▶ _WORK TO BE COMPLETED_:
Everything from the line containing "Target: tactical pants" to the end of the records should be reproduced exactly, and nothing before it.

*** INPUT FOR THIS TASK ***

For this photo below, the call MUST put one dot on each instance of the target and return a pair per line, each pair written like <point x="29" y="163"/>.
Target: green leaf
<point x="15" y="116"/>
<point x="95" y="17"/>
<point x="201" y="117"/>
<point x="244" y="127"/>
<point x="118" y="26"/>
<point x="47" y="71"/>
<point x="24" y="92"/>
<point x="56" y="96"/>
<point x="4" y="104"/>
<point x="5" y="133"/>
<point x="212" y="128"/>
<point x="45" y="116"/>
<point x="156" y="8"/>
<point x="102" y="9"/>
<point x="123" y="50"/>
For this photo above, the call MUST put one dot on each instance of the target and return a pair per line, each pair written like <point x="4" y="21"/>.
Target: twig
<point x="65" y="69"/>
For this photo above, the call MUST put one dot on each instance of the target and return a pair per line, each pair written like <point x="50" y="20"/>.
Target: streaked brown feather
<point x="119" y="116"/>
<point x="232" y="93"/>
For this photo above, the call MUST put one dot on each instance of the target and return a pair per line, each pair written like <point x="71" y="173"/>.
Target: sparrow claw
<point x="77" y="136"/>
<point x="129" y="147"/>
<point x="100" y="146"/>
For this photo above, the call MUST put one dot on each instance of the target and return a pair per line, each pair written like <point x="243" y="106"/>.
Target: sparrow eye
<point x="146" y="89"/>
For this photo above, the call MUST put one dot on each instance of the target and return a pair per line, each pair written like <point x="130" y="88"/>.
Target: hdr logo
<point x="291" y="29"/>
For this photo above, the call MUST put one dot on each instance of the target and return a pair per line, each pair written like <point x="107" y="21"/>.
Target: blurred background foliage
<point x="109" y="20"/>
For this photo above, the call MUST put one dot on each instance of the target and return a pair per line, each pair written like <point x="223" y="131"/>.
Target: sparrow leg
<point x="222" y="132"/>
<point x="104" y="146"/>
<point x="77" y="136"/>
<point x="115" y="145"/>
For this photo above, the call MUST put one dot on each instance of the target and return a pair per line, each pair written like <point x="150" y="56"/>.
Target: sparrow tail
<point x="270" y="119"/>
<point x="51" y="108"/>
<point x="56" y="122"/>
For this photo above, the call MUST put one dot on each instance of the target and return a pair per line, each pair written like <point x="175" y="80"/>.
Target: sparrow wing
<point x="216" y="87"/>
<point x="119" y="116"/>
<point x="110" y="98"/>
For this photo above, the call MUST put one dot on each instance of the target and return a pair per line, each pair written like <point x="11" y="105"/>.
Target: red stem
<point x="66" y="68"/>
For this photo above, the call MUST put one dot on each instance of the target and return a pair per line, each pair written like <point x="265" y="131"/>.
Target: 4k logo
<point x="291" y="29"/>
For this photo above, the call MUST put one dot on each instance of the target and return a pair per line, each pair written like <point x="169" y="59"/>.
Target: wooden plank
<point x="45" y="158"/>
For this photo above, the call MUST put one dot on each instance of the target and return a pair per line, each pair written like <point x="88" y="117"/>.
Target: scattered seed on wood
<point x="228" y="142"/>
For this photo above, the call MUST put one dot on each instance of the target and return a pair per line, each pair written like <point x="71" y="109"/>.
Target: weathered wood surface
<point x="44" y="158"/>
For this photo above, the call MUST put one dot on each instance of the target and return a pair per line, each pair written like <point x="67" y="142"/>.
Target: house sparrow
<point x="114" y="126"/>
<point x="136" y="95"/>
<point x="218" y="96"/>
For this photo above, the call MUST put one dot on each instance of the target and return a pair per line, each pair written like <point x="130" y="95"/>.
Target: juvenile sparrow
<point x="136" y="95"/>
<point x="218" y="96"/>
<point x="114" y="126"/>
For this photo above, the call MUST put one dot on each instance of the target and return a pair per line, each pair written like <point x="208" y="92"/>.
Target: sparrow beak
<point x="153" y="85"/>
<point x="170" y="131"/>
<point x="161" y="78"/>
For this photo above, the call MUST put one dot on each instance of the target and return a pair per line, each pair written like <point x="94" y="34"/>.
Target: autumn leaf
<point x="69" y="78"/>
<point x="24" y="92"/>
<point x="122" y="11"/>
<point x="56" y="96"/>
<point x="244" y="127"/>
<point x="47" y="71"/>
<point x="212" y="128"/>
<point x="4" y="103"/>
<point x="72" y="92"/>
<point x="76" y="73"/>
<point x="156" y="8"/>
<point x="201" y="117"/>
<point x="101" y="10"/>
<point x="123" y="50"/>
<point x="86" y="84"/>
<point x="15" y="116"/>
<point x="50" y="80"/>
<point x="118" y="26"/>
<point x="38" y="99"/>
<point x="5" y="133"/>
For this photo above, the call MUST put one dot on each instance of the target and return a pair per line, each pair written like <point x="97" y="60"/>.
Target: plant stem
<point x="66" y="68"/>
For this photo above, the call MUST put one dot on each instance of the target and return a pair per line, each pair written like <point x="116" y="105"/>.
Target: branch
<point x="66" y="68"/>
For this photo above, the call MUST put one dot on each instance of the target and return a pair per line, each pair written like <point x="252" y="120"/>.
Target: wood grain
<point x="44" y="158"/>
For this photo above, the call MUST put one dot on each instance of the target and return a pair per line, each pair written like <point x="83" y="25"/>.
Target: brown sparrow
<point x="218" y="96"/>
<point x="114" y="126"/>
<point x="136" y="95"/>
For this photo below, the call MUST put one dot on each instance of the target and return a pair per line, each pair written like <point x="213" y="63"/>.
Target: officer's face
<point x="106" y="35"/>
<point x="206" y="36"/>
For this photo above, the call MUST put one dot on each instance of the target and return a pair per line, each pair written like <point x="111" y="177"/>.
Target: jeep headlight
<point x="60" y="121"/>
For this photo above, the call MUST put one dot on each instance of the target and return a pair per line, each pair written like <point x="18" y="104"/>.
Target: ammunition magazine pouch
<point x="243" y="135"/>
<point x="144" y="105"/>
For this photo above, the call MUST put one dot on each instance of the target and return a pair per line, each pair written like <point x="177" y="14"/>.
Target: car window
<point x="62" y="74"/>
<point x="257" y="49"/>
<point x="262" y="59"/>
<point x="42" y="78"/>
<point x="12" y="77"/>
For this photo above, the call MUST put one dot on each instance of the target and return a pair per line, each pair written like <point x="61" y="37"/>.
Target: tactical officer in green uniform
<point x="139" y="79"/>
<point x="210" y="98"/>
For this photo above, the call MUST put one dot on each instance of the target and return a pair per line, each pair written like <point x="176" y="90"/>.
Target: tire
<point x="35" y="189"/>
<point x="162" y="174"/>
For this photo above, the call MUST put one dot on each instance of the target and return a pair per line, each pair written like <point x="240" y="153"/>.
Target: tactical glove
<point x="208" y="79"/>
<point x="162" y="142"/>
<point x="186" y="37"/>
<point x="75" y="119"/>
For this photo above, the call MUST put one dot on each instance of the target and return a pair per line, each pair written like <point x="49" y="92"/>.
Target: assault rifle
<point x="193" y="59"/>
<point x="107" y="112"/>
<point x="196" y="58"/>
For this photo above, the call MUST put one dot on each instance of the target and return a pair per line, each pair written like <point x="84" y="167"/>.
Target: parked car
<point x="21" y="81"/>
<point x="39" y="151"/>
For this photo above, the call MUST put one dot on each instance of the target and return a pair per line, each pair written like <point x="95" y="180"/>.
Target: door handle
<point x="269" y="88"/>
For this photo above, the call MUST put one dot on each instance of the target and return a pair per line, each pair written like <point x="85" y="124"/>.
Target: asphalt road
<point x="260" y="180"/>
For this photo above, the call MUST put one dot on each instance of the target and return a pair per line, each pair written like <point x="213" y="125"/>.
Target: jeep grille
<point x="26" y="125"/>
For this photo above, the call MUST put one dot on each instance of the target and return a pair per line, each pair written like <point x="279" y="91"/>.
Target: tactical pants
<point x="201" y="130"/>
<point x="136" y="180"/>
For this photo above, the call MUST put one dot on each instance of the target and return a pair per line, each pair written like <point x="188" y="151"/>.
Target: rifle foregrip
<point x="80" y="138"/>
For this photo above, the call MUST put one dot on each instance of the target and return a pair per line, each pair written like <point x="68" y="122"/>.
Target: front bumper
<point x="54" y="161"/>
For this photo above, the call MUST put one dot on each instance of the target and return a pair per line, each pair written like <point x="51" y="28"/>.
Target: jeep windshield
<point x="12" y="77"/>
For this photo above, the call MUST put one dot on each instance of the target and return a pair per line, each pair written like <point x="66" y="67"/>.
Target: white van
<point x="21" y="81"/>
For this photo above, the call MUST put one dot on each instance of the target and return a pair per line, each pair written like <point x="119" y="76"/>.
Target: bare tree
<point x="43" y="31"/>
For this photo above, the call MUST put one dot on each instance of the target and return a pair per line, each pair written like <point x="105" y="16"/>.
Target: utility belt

*** End of INPUT FOR THIS TASK ***

▶ _EXERCISE RESPONSE_:
Target: tactical pants
<point x="201" y="130"/>
<point x="136" y="180"/>
For this photo above, the call MUST put one dot on each instance of the target and return a pair per line, each pair written like <point x="188" y="151"/>.
Target: rifle foregrip
<point x="80" y="138"/>
For this photo above, the call MUST put one dot on each instance of the target and return a pair per line, each pair written like <point x="68" y="122"/>.
Target: front bumper
<point x="54" y="161"/>
For this photo above, the call MUST put one dot on each instance of the target and return a pair per line, each pair written like <point x="51" y="28"/>.
Target: jeep windshield
<point x="12" y="77"/>
For this photo above, the call MUST put one dot on each instance of the target and return a pair per line, each pair written like <point x="66" y="67"/>.
Target: white van
<point x="21" y="81"/>
For this photo above, the call MUST put one dot on each instance of the target and return a pair per line, each pair written like <point x="119" y="76"/>.
Target: bare tree
<point x="43" y="31"/>
For this photo above, the call MUST put one dot on each instance of the target and return a pair per line, each pair written like <point x="105" y="16"/>.
Target: utility belt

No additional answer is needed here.